## Письменное задание 1
Повторите дословно фрагмент текста о духах коцали, начиная со слов «Проделки таежных духов» и заканчивая словами «могут сопутствовать удаче.».
## Письменное задание 2
Как переводится нанайское слово «панян» согласно тексту о духах коцали?
## Письменное задание 3
Продолжите текст о духах коцали, начиная сразу после его последнего предложения.

Охотники за удачей — духи коцали

С самых древних времен нанайцы тесно связаны с живой природой. Лес, тайга, реки, озера всегда были для них одушевленными существами, которые, по поверьям, способствовали удачному промыслу охотника, рыбака, а также людям в любом деле. И все же порой удача на охоте отворачивалась от промысловика, и никакие ухищрения не помогали. В таких случаях нанайцы считали, что к охотнику пришли коцали.

Проделки таежных духов

Коцали (коцалин, коцалико) — это духи, мешающие охотничьему или рыболовному промыслу. Они представляли собой паняны родственников (даже жены или детей охотника), близких людей, знакомых или товарищей. По-нанайски панян — это тень (душа) человека. Панян, как и сам человек, может ходить, навещать знакомых, друзей хозяина, места, где хозяин бывал когда-то или часто бывает. В отличие от самого человека, то есть своего хозяина, паняны в качестве коцали могут пошалить, пошкодничать, хотя сами хозяева этих панянов не имеют в голове ни единой мысли вредить охотнику. Желая успехов и удачи охотнику, отправившемуся в тайгу, жена и дети своими мыслями (независимо от их воли) мешают ему. Паняны уходят в тайгу за теми, о ком думают люди, чаще всего вредят промыслу и лишь иногда могут сопутствовать удаче.

## Записи с данными

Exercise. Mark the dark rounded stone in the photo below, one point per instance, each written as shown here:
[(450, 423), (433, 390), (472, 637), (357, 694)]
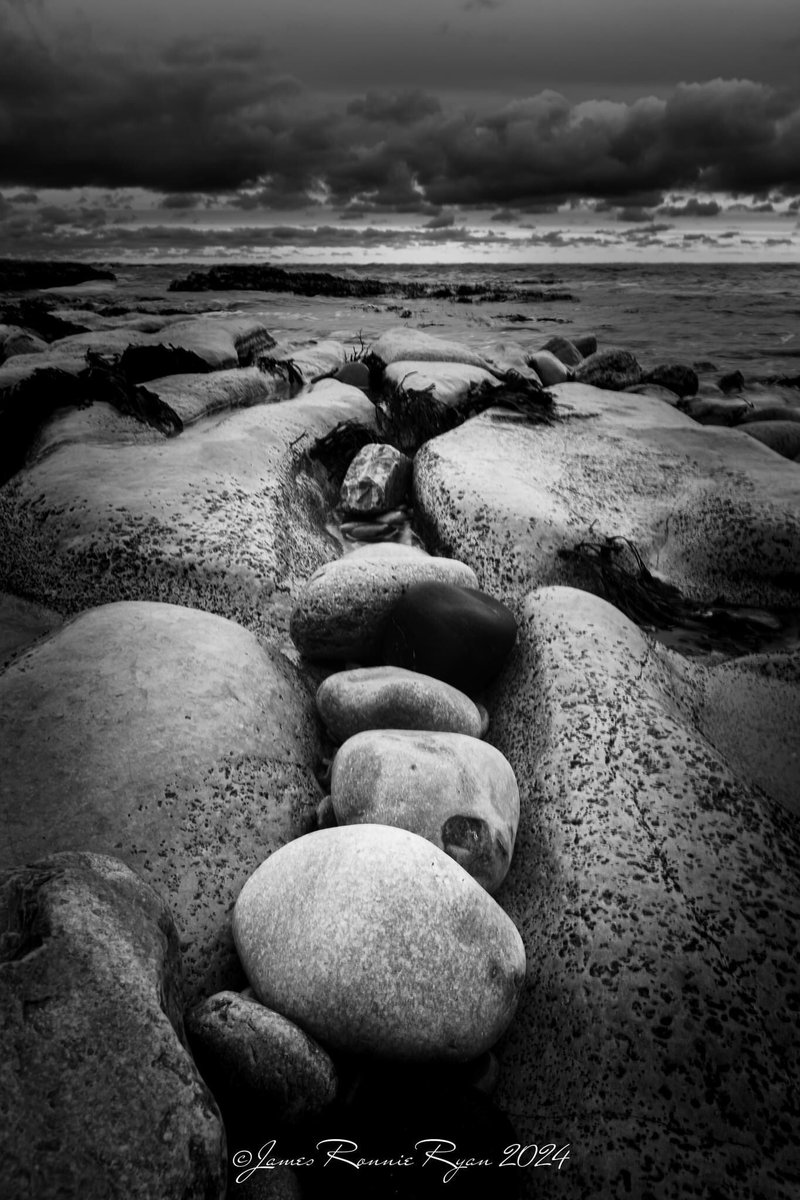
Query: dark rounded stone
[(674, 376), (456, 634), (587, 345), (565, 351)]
---
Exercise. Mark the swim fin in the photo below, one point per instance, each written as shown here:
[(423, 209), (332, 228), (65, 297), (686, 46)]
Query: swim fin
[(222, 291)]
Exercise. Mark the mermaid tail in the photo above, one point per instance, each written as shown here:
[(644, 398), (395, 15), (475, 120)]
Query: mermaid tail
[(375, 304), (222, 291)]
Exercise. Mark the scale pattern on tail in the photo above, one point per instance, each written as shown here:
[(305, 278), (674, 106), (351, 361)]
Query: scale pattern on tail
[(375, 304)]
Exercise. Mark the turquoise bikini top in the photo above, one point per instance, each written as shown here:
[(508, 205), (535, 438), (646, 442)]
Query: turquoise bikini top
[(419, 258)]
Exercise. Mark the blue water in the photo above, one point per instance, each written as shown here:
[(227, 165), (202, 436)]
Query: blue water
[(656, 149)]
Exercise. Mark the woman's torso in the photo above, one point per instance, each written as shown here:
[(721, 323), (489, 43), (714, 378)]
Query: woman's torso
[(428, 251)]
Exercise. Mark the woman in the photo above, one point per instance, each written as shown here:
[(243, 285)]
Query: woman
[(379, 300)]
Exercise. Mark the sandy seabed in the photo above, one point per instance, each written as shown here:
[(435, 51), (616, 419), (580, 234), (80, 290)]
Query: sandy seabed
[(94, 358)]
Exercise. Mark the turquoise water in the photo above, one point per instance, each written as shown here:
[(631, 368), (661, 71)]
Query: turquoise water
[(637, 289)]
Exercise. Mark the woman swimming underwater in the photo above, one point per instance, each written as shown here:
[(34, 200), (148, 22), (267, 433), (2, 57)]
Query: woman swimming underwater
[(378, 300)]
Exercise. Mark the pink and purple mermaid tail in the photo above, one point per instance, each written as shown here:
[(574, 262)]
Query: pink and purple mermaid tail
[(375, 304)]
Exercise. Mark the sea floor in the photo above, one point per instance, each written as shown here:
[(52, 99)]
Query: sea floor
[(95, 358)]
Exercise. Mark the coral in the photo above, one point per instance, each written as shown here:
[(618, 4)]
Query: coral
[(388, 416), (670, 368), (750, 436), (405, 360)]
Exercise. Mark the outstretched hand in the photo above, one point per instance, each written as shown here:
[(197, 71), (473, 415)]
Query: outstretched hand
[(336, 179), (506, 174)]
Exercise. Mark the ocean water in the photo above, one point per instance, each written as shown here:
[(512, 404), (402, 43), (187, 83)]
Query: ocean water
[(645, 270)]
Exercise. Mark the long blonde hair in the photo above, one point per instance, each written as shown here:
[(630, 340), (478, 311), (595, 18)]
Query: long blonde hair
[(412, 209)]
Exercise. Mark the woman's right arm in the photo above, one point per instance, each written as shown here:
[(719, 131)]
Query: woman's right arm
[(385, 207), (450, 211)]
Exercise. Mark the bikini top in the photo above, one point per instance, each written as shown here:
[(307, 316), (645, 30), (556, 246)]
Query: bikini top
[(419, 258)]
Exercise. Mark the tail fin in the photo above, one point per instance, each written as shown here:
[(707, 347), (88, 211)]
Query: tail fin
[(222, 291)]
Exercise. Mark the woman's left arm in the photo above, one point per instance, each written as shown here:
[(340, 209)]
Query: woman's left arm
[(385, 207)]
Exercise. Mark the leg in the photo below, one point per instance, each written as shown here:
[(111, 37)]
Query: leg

## Письменный ответ 1
Проделки таежных духов

Коцали (коцалин, коцалико) — это духи, мешающие охотничьему или рыболовному промыслу. Они представляли собой паняны родственников (даже жены или детей охотника), близких людей, знакомых или товарищей. По-нанайски панян — это тень (душа) человека. Панян, как и сам человек, может ходить, навещать знакомых, друзей хозяина, места, где хозяин бывал когда-то или часто бывает. В отличие от самого человека, то есть своего хозяина, паняны в качестве коцали могут пошалить, пошкодничать, хотя сами хозяева этих панянов не имеют в голове ни единой мысли вредить охотнику. Желая успехов и удачи охотнику, отправившемуся в тайгу, жена и дети своими мыслями (независимо от их воли) мешают ему. Паняны уходят в тайгу за теми, о ком думают люди, чаще всего вредят промыслу и лишь иногда могут сопутствовать удаче.

## Письменный ответ 2
Панян — это тень (душа) человека.

## Письменный ответ 3
По словам моего отца, известного к Хабаровском крае охотника Макто Бельды, и других охотников, с кем мне доводилось промышлять вместе или по соседству, коцали могут перевоплощаться в животных — в собак или свиней, в птиц — сов или кур, в других существ. По представлениям охотников, они ходят вместе с ними по путикам (промысловая тропа охотника), проверяют охотничьи снасти — капканы, самострелы дэнгурэ или другие настороженные орудия охоты. В редких случаях коцали остаются возле капканов и других ловушек, отпугивают крупных и пушных животных от ловушек лаем, хрюканьем, гиканьем сов или голосами других птиц.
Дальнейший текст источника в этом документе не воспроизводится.